Do people who share the same genes also share mental abilities? As you can see from Figure 63.1, which summarizes many studies, the answer is clearly Yes. Consider:
The intelligence test scores of identical twins raised together are nearly as similar as those of the same person taking the same test twice (Haworth et al., 2009; Lykken, 2006; Plomin et al., 2016). (The scores of fraternal twins, who share only about half their genes, differ more.) Estimates of the heritability of intelligence—the extent to which intelligence test score variation within a group can be attributed to genetic variation—range from 50 to 80 percent (Madison et al., 2016; Plomin et al., 2016). Identical twins also exhibit substantial similarity (and heritability) in specific talents, such as music, math, and sports. Heredity accounts for more than half the variation in the national math and science exam scores of British 16-year-olds (Shakeshaft et al., 2013; Vinkhuyzen et al., 2009).
Scans reveal that identical twins’ brains have similar gray- and white-matter volume, and the areas associated with verbal and spatial intelligence are virtually the same (Deary et al., 2009a; Thompson et al., 2001). Their brains also show similar activity while doing mental tasks (Koten et al., 2009).
Are there known genes for genius? When 200 researchers pooled their data on 126,559 people, all of the gene variations analyzed accounted for only about 2 percent of the differences in educational achievement (Rietveld et al., 2013, 2014). This result was not a fluke; others have replicated this modest effect of genes on educational achievement (Belsky et al., 2016). And using a new genetic method, a follow-up British study recently found genes that predicted 9 percent of the variation in school achievement at age 16 (Selzam et al., 2016). This much seems clear: Intelligence is polygenetic, involving many genes. Wendy Johnson (2010) likens the polygenetic effect to height: 54 specific gene variations together account for 5 percent of our individual height differences, leaving the rest yet to be discovered. What matters for intelligence—as for height, personality, sexual orientation, schizophrenia or just about any human trait—is the combination of many genes (Plomin et al., 2016).
Figure63.1Intelligence: Nature and nurture
The most genetically similar people have the most similar intelligence scores. Remember: 1.00 indicates a perfect correlation; zero indicates no correlation at all.
“I told my parents that if grades were so important they should have paid for a smarter egg donor.”
Other evidence points to environment effects:
Where environments vary widely, as they do among children of less-educated parents, environmental differences are more predictive of intelligence scores (Tucker-Drob & Bates, 2016).
Adoption enhances the intelligence scores of mistreated or neglected children (van IJzendoorn & Juffer, 2005, 2006). So does adoption from poverty into middle-class homes (Nisbett et al., 2012). In one large Swedish study, children adopted into wealthier families with more educated parents had IQ scores averaging 4.4 points higher than their not-adopted biological siblings (Kendler et al., 2015).
The intelligence scores of “virtual twins”—same-age, unrelated siblings adopted as infants and raised together—correlate +0.28 (Segal et al., 2012). This suggests a modest influence of their shared environment.

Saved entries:
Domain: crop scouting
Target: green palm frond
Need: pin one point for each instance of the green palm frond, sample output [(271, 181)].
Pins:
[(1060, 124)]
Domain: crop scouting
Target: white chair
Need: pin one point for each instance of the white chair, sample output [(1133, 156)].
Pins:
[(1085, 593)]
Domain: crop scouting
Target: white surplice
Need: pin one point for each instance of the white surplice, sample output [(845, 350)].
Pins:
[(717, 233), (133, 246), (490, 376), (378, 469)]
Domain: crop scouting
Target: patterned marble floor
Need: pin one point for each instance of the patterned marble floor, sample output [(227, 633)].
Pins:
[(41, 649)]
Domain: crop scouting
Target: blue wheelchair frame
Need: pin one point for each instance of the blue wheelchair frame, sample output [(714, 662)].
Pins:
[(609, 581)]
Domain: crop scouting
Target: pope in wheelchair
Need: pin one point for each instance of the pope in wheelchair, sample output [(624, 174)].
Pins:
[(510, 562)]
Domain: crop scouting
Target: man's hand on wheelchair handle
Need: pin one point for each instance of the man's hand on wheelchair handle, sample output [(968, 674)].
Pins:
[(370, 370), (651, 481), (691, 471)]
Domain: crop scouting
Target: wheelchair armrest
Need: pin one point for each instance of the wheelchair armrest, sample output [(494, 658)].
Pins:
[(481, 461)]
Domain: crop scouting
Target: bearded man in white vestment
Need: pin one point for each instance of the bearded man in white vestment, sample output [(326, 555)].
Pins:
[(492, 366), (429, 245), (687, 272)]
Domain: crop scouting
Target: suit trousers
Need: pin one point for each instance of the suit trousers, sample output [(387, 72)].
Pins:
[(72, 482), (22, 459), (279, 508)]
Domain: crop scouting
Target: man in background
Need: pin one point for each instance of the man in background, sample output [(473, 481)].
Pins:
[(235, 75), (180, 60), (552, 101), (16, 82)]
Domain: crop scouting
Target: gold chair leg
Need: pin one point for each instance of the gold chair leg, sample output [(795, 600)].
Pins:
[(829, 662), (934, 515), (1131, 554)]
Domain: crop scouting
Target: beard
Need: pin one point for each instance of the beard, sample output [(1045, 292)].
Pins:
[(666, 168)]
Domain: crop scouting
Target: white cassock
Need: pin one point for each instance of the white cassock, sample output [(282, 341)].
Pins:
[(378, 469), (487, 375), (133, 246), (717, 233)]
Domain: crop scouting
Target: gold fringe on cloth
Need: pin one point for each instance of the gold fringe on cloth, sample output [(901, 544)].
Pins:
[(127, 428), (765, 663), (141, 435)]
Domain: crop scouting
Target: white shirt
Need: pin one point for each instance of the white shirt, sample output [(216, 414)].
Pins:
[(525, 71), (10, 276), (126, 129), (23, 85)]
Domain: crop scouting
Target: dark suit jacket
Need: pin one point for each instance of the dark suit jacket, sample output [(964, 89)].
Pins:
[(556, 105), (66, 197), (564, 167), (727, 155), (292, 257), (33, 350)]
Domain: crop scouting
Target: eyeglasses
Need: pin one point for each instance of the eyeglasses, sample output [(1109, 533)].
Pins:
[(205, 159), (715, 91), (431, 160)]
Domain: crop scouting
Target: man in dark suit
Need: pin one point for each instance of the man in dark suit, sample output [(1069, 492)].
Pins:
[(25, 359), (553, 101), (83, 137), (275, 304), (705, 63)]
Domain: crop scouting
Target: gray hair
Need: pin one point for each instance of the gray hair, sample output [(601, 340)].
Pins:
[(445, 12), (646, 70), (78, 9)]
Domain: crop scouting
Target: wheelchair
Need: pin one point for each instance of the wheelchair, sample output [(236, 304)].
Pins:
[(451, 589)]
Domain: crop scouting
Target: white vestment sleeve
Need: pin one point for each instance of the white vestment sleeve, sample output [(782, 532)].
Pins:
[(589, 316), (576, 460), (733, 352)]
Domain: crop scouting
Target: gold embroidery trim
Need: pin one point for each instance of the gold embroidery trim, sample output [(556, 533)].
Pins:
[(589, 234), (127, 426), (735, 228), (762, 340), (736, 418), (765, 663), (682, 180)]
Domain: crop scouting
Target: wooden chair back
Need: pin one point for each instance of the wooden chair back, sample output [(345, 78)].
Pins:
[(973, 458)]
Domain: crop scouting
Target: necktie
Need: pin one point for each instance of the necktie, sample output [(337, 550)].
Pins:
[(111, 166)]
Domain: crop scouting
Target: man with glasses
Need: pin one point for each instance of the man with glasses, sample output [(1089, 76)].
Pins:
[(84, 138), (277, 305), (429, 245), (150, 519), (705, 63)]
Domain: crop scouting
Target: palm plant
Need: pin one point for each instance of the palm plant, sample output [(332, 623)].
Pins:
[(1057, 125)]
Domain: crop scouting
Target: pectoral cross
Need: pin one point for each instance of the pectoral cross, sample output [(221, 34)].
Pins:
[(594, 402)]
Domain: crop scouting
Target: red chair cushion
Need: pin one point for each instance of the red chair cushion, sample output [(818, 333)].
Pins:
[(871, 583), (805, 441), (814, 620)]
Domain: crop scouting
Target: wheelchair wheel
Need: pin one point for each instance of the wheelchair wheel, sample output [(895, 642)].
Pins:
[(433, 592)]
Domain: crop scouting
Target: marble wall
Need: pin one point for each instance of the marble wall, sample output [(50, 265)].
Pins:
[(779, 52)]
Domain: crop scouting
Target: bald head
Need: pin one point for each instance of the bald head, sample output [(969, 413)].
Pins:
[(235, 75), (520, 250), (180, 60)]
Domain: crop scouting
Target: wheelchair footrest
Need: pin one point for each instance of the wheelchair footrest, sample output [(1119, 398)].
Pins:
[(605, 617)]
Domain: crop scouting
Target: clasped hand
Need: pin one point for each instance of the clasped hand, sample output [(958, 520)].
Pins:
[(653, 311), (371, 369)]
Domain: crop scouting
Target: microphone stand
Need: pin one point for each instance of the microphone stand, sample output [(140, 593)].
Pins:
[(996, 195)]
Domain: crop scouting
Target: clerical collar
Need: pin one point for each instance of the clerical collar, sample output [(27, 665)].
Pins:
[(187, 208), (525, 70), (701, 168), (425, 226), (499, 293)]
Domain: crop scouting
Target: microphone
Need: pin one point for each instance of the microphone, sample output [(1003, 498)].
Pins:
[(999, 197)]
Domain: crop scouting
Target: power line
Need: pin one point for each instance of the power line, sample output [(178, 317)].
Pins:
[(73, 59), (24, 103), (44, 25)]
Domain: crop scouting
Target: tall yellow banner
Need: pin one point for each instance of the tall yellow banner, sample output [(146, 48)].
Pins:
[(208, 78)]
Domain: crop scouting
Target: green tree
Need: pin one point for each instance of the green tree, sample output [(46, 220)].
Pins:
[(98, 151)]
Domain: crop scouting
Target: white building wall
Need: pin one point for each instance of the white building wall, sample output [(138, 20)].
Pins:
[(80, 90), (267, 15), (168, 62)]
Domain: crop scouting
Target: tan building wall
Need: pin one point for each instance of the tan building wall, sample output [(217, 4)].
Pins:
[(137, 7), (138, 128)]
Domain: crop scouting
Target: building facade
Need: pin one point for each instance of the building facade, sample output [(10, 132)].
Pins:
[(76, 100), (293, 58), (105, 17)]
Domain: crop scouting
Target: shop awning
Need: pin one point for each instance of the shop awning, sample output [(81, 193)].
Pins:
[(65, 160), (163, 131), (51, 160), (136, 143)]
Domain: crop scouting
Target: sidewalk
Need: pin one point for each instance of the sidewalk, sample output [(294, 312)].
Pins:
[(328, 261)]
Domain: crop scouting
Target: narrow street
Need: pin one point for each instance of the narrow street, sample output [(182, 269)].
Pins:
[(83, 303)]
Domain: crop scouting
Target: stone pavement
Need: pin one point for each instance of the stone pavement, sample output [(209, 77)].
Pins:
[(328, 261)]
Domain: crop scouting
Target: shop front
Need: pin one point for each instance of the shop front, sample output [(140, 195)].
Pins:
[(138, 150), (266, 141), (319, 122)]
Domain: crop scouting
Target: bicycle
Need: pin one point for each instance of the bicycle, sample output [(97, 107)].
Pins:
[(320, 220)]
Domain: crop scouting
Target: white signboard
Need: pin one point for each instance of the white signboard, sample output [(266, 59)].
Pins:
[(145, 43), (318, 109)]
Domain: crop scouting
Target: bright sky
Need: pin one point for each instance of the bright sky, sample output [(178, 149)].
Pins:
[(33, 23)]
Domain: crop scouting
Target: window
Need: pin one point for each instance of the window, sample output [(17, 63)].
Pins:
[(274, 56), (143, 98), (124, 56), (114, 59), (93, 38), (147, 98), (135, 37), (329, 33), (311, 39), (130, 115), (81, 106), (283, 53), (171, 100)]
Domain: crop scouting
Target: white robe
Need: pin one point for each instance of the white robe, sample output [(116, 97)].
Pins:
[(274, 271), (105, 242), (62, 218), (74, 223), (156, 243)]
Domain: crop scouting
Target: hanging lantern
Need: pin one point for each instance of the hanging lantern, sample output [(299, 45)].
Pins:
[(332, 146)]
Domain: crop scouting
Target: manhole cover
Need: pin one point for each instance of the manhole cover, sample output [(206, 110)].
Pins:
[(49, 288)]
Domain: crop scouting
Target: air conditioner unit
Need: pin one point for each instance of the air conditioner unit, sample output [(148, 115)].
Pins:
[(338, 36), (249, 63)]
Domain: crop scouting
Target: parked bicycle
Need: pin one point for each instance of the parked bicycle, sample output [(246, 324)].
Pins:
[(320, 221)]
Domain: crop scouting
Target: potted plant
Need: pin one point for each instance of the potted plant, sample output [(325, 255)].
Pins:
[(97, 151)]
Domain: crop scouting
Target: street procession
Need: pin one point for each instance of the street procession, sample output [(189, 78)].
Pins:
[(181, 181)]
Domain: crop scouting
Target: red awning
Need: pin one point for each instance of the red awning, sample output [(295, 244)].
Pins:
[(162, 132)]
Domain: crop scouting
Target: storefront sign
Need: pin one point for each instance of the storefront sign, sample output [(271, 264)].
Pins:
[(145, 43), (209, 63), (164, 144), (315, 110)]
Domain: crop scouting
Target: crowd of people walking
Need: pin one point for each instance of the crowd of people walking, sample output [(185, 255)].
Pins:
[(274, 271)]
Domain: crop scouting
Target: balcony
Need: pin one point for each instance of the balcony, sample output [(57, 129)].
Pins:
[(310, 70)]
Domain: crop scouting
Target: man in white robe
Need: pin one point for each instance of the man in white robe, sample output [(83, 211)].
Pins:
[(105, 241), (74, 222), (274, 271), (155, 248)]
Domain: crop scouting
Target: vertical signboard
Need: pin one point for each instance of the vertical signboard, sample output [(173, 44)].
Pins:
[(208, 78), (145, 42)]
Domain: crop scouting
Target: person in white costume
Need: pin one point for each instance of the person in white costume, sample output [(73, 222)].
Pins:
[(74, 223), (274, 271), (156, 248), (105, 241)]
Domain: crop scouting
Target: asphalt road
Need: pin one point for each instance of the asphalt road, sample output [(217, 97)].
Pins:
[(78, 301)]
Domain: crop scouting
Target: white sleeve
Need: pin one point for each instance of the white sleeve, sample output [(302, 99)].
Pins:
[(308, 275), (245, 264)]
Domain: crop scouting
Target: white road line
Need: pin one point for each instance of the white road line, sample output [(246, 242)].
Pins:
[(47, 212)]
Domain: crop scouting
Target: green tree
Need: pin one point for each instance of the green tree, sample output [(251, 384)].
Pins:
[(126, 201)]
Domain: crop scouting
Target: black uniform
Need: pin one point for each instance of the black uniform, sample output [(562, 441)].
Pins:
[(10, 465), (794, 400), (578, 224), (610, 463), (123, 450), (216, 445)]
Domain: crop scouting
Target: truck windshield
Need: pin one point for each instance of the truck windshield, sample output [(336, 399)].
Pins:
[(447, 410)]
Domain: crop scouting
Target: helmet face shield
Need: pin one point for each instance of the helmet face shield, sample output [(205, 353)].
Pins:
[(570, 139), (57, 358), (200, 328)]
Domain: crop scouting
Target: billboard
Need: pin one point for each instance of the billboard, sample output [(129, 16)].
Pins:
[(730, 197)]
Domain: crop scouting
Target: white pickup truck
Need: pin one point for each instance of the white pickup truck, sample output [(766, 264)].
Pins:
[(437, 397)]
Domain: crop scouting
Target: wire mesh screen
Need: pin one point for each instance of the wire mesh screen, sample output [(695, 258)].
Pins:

* [Task list]
(a) For each statement, decide whether it agrees with the passage on genes and intelligence. Answer yes or no and quote the deciding words from the passage. (i) Estimates of the heritability of intelligence range from 50 to 80 percent. (ii) In the pooled data on 126,559 people, the gene variations analyzed accounted for about 9 percent of the differences in educational achievement. (iii) The intelligence scores of "virtual twins" correlate +0.28.
(b) Retype the passage on genes and intelligence, starting with "Figure63.1Intelligence: Nature and" and going on through "(Tucker-Drob & Bates, 2016).".
The saved entries are separate material with no connection to the passage on genes and intelligence.

* [Expected responses]
(a)
(i) Yes: "range from 50 to 80 percent"
(ii) No: "accounted for only about 2 percent of the differences in educational achievement"
(iii) Yes: "correlate +0.28"

(b)
Figure63.1Intelligence: Nature and nurture
The most genetically similar people have the most similar intelligence scores. Remember: 1.00 indicates a perfect correlation; zero indicates no correlation at all.
“I told my parents that if grades were so important they should have paid for a smarter egg donor.”
Other evidence points to environment effects:
Where environments vary widely, as they do among children of less-educated parents, environmental differences are more predictive of intelligence scores (Tucker-Drob & Bates, 2016).